- Work instructions -
Read through the data, and wherever a line holds the word "field", write that line out.

Image-backed grounding data:
=====

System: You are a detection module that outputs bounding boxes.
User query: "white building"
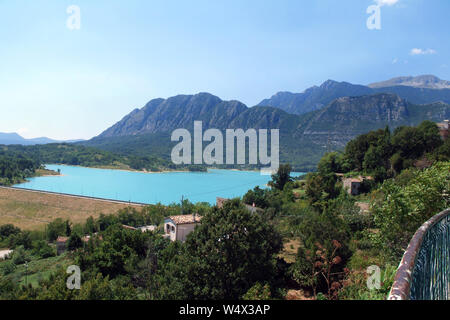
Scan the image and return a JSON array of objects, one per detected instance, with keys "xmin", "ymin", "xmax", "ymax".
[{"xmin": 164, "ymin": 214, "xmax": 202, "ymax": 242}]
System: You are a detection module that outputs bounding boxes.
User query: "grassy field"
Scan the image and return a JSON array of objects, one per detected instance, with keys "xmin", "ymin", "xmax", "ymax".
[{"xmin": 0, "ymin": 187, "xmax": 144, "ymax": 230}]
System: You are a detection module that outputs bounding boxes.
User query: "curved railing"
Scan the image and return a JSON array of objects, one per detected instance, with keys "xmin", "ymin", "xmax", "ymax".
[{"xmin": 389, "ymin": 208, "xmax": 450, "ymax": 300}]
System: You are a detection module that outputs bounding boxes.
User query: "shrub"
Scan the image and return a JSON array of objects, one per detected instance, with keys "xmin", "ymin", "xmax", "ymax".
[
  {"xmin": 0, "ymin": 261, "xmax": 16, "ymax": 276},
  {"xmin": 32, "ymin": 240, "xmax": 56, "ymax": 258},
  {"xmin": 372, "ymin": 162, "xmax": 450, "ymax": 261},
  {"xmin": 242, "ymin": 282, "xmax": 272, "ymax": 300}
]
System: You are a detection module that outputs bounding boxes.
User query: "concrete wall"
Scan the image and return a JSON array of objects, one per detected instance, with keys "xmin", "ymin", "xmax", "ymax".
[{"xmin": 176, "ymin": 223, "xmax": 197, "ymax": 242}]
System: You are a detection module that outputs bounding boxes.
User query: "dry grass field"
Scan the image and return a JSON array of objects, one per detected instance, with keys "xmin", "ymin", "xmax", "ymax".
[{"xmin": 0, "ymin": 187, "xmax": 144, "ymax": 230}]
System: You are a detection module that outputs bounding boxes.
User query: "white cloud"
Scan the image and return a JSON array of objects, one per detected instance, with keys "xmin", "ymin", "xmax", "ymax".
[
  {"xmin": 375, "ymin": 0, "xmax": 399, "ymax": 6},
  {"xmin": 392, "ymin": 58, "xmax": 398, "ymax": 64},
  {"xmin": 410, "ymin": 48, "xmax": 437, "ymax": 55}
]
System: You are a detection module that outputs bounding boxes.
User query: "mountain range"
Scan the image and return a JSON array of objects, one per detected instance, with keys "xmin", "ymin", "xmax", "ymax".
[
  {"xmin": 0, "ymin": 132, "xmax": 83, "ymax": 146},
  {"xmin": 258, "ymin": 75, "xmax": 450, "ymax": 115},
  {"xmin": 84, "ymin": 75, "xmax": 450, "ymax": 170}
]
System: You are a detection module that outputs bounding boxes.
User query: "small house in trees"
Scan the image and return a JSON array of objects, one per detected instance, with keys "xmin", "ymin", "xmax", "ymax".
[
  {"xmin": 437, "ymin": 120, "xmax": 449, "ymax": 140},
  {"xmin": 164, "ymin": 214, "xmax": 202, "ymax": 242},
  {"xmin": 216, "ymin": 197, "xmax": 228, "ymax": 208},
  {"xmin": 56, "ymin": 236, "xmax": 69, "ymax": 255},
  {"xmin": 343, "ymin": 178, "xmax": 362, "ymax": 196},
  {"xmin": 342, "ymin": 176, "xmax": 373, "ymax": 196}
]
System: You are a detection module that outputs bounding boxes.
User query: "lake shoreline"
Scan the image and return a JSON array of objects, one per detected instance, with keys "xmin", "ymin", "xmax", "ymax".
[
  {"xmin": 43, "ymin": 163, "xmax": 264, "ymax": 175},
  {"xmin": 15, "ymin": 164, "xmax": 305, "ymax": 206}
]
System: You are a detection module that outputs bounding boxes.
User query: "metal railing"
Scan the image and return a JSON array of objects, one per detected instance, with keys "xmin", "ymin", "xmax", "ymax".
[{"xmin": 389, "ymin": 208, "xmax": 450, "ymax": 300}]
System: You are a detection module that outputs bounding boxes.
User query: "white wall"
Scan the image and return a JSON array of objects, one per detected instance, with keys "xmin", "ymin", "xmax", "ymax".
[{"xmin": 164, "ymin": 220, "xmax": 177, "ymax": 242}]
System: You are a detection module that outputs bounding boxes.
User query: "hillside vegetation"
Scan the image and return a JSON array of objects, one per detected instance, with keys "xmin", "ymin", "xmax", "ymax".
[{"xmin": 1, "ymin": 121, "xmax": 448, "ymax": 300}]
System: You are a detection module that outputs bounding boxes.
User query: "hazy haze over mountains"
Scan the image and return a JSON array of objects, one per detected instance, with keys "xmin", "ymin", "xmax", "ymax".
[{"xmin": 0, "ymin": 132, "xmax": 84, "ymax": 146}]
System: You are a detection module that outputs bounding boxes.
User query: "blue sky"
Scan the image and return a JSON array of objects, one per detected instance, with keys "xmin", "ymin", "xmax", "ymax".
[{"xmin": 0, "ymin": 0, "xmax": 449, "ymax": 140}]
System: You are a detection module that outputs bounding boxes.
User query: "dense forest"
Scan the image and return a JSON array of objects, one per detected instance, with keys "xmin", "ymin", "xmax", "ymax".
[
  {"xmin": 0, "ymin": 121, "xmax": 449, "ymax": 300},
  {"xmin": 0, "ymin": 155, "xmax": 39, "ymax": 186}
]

=====

- Exercise answer -
User query: "grassy field"
User query: "dry grass field"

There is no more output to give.